INFORMATION PROVIDED:
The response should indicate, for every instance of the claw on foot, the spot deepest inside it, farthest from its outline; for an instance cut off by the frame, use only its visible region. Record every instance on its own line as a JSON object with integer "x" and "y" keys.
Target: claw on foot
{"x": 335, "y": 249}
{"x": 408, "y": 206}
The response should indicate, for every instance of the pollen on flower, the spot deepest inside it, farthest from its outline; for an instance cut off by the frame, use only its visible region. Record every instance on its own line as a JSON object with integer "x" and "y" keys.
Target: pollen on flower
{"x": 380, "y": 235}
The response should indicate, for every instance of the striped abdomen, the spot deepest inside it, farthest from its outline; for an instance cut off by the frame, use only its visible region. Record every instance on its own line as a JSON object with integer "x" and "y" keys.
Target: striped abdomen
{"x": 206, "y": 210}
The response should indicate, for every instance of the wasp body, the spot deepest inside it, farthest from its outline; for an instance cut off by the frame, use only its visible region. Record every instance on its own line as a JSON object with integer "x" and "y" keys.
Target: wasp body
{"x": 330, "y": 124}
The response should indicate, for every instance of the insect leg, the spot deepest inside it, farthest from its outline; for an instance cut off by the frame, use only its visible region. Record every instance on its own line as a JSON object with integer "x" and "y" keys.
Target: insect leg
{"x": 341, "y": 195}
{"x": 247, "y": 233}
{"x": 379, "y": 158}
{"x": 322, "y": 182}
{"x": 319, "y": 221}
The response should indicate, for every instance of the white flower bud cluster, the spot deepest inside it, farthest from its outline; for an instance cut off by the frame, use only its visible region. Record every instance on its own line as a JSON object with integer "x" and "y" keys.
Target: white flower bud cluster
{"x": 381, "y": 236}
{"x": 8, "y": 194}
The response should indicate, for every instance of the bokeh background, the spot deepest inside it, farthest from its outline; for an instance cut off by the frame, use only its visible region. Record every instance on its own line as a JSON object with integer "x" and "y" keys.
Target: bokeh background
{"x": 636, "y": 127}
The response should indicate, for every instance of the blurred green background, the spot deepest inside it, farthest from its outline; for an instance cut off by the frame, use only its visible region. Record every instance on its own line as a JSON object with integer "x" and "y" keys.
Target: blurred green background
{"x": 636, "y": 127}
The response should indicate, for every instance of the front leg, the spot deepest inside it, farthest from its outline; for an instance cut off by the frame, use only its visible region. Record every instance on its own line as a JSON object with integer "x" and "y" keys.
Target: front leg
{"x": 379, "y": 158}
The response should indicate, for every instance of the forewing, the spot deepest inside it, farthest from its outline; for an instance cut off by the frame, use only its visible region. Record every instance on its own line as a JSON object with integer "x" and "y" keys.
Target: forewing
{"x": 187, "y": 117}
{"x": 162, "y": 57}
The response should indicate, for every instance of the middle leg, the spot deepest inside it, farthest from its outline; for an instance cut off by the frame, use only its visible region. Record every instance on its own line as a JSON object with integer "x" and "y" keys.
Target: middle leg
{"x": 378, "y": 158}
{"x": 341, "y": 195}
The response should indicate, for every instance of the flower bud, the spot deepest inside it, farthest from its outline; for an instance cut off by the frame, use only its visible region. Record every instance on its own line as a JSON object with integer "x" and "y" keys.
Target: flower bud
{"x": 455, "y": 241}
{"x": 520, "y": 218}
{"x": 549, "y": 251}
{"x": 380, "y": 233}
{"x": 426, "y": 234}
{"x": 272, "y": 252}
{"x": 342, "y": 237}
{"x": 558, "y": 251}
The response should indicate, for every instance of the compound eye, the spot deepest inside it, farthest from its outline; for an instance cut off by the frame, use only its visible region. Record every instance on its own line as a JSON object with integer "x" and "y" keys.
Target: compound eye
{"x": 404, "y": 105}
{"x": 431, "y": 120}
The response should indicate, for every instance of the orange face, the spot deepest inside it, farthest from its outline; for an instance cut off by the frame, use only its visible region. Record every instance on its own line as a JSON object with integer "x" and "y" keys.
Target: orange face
---
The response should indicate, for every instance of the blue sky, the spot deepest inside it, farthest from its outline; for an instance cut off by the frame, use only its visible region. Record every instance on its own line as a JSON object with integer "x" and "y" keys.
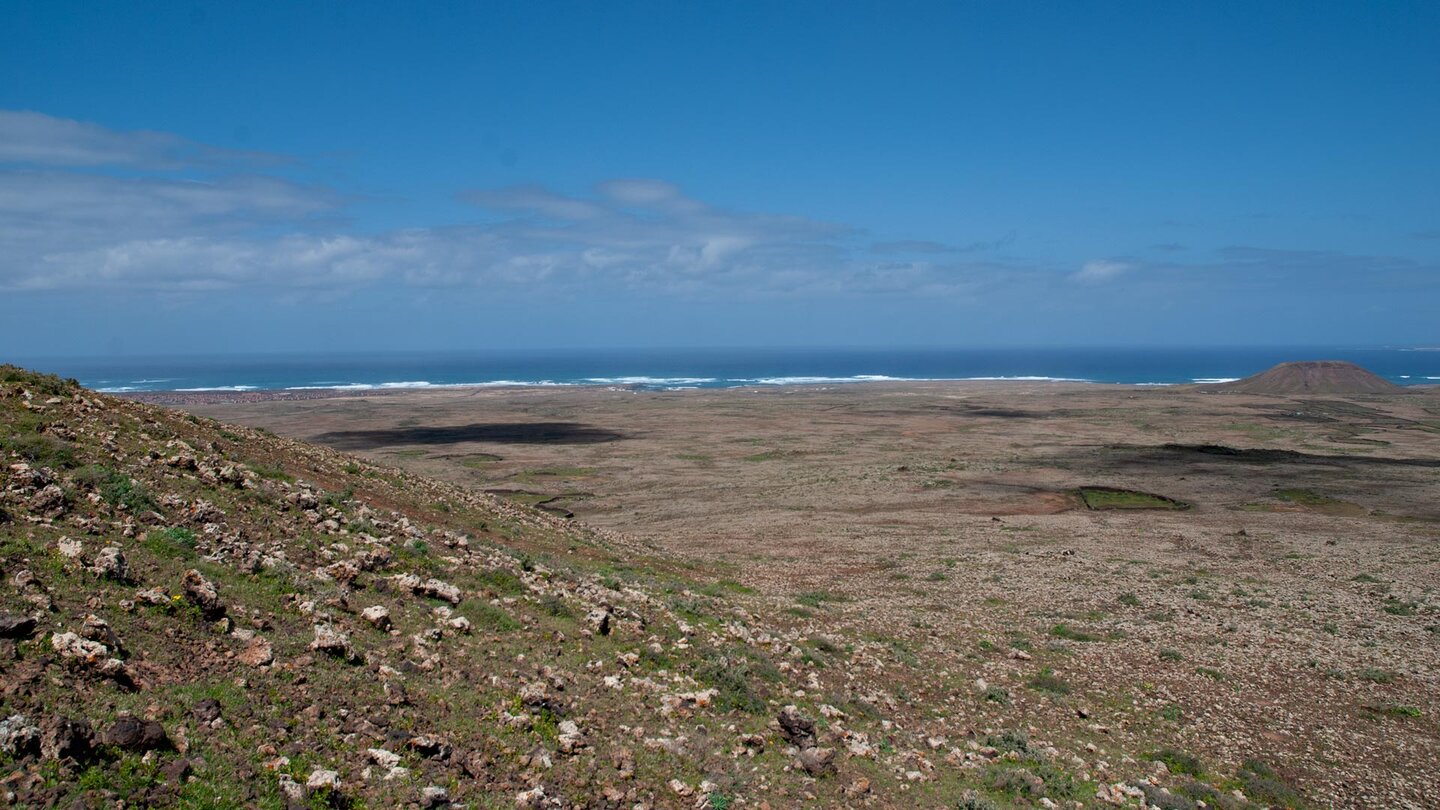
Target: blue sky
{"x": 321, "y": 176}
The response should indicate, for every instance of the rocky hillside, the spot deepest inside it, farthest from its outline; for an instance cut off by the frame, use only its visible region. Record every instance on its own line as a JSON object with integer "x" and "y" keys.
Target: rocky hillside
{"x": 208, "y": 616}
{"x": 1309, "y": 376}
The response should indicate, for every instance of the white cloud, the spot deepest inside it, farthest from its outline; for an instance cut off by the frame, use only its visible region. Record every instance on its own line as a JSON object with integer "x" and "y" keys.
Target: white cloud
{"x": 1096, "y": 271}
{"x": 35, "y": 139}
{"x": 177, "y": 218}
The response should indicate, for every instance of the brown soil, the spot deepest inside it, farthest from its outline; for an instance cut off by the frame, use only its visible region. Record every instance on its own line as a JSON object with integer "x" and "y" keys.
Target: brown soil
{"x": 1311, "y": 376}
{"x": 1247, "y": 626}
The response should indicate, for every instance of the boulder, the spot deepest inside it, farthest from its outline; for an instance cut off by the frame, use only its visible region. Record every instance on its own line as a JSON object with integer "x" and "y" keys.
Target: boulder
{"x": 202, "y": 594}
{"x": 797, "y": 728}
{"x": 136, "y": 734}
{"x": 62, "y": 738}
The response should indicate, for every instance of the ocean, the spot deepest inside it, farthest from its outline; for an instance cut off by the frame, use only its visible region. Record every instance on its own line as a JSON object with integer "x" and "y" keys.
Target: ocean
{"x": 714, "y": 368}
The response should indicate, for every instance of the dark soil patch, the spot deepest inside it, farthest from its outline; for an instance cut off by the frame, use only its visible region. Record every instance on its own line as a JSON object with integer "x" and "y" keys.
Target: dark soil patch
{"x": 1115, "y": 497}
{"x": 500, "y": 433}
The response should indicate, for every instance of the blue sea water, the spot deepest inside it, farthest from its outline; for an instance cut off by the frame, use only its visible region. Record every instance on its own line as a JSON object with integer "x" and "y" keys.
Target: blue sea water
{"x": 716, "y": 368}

WHAT TO PRODUCE:
Reproduce word for word the lines above, starting with the line that contains "The response should indicate, for every instance of the orange" and ending with the line that contains "Target: orange face", including both of those lines.

WRITTEN SOLUTION:
The response should indicate, for every instance of the orange face, the spot deepest inside it, farthest from its outline; for an instance cut off by the frame, use only its visible region. Record every instance on its own line as a JSON object with integer "x" and "y" keys.
Target: orange face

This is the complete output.